• YOUR GOAL: From the records below, copy out exactly the lines from the one containing "Query: handrail" to the one containing "For every instance of the colorful", both included. Add nothing else.

• DATA LISTING:
--- START ---
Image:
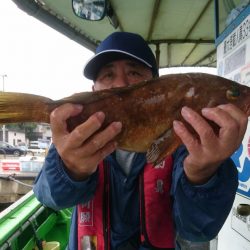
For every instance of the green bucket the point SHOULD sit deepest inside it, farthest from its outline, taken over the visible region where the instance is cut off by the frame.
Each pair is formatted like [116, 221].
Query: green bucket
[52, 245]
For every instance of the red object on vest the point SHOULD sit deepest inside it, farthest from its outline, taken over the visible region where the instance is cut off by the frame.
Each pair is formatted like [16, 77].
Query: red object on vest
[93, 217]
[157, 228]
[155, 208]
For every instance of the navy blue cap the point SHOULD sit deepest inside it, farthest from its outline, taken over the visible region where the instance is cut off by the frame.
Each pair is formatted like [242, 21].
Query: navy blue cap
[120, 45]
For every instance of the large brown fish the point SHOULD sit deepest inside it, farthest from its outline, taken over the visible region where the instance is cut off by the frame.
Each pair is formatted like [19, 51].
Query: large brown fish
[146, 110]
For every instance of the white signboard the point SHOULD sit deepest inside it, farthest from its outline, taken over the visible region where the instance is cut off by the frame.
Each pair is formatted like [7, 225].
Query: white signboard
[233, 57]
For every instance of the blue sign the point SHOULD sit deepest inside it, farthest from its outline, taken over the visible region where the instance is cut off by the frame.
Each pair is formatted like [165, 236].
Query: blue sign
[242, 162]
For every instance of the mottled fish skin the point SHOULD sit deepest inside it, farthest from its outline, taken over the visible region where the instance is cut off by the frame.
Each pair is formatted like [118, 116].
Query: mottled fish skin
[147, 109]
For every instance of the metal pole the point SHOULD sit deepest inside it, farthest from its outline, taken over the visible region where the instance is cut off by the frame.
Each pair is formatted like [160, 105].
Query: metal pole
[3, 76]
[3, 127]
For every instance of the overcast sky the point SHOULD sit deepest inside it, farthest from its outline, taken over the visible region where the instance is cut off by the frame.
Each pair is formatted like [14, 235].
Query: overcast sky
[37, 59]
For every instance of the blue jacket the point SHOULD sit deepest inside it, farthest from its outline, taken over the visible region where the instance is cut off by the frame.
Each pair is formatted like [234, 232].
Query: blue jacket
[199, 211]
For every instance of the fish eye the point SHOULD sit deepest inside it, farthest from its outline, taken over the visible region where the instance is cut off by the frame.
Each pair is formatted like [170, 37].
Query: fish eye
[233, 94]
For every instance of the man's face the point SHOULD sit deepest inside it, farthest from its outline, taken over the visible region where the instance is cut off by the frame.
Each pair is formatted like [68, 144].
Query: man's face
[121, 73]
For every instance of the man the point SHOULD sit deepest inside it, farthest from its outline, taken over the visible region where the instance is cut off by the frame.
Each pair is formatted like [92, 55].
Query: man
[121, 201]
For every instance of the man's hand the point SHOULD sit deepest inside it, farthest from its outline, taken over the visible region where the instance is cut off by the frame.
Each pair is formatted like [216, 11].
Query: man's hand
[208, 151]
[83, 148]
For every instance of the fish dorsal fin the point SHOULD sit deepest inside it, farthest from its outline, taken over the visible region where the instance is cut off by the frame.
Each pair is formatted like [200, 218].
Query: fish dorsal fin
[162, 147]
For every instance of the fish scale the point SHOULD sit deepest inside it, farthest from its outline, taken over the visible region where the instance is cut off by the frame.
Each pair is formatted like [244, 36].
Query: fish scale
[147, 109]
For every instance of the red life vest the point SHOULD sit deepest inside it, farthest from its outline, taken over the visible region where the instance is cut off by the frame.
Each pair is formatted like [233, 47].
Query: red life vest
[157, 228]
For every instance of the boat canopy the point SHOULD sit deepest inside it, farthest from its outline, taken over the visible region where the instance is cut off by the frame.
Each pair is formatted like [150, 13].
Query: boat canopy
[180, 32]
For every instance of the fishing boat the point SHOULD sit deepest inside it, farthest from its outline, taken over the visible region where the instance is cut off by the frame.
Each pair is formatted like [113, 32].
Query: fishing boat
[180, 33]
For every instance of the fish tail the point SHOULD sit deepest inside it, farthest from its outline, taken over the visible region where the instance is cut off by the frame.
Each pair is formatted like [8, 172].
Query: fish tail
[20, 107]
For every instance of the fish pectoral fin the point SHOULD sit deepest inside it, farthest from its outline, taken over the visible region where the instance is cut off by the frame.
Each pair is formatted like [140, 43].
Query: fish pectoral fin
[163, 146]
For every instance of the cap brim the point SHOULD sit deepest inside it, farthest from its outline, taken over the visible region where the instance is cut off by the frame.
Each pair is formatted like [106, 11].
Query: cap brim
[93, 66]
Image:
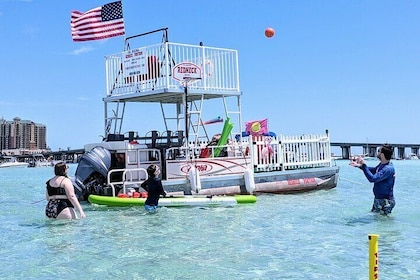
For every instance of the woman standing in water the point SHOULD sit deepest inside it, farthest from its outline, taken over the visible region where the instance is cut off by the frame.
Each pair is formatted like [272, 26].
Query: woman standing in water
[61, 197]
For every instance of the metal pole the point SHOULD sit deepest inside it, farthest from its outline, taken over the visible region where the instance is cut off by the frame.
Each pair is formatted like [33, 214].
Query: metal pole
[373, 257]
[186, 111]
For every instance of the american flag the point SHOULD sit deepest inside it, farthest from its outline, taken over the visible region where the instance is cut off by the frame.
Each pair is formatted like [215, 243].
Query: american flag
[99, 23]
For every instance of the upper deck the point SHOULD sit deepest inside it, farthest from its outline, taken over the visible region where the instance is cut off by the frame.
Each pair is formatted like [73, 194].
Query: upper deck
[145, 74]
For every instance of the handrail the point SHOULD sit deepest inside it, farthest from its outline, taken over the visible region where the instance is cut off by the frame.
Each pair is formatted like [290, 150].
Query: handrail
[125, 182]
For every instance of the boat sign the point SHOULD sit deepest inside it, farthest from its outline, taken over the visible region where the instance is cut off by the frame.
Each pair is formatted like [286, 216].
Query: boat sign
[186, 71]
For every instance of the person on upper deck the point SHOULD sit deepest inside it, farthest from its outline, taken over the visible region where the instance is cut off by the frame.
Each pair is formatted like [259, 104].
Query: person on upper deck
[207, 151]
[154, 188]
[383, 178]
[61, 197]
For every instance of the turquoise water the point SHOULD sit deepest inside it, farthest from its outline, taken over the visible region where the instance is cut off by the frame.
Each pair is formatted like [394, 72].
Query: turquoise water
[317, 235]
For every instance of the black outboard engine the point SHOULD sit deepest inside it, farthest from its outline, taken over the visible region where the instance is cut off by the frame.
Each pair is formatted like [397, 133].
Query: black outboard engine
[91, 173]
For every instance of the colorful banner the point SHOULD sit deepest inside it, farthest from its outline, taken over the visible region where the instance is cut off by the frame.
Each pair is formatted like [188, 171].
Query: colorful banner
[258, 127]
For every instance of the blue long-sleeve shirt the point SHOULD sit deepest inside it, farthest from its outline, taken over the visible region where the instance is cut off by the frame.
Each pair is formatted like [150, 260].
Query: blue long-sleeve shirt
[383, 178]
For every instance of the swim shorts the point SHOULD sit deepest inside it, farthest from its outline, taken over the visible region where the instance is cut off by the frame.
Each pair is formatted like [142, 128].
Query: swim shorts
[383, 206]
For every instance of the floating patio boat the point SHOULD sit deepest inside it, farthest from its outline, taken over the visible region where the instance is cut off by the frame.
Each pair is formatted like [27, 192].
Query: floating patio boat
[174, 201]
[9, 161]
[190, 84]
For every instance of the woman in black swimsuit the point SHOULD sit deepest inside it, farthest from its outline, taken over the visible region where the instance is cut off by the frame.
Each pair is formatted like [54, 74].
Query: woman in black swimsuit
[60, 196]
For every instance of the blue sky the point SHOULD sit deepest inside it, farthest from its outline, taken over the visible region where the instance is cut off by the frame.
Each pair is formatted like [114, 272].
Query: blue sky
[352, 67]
--- END ---
• RESULT FOR THIS EXERCISE:
Query: handrail
[125, 182]
For every instance of the boat sign the point SHOULD sit deepest inside it, farthest from its outline, taken over the visible region where the instance is cut off by the frame.
Each pair is formatted like [286, 216].
Query: boat sign
[186, 71]
For every instance of the person on upper deck the point SHOULD sit deepest inside it, farthest from its outline, taken over the visible region where the instance is cut off by the frame.
Each pair is formatted like [259, 104].
Query: person on upper deck
[207, 151]
[154, 188]
[383, 178]
[61, 197]
For every instance of the turquoise water the point SHOULD sit deepest inside it, farthest from its outline, taken over the visible region where the instance is cut off by the frame.
Each pair is formatted like [394, 72].
Query: turquoise water
[317, 235]
For every instance of the black outboard engine the point SHOULD sit deepest inside it, farthest from its outline, taken over the visible region where the instance is cut off by the frame.
Each pair is formatted like [397, 133].
Query: black outboard engine
[91, 173]
For every instance of the colorful banner the point SHOULD sit deepest inside it, farthest from its outline, taken over the visible region where the instance is cut off by the frame.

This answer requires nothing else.